┌─ RECORDS PROVIDED

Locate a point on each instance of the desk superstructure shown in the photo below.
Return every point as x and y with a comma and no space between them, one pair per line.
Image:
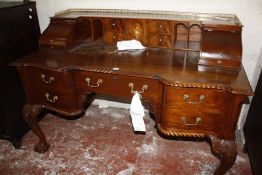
191,61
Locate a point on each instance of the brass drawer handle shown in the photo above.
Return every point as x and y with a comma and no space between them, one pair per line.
55,98
144,87
88,80
47,81
201,99
197,122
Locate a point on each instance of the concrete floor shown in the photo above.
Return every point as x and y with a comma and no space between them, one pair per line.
103,143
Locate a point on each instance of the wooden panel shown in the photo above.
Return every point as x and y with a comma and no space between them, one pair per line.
221,48
194,96
195,120
116,85
135,29
160,27
38,83
160,41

└─

_SET PROBLEM_.
Please arrange every line of the items above as a Markdown table with the columns Row and Line, numbering the rows and leaving out blank lines. Don't include the pictures.

_OUTPUT OF THE TASK_.
| Row | Line |
|---|---|
| 1 | Locate a point on each instance of the desk superstructure shown in the photo below. |
| 2 | Return every point as x and y with a comma and no space between them, one pair per line. |
| 3 | Image: |
| 4 | 191,61 |
| 5 | Locate a point on each instance of the brass drawer handle shown in the photo above. |
| 6 | Return every point as x and y with a comma and no space between them, one pair per line. |
| 7 | 55,98 |
| 8 | 144,87 |
| 9 | 88,80 |
| 10 | 47,81 |
| 11 | 201,99 |
| 12 | 197,122 |
| 13 | Locate a point on each instance of the concrete floor shown in the photo above. |
| 14 | Return every point as x and y with a comma and no space between them, one pair per line. |
| 15 | 103,143 |
| 16 | Locate a point on each instance of the wooden panel shown in the photo above. |
| 17 | Return every point as x and y with a comma and no space between them, one pair per line. |
| 18 | 221,48 |
| 19 | 194,96 |
| 20 | 195,120 |
| 21 | 116,85 |
| 22 | 135,29 |
| 23 | 160,27 |
| 24 | 38,83 |
| 25 | 160,41 |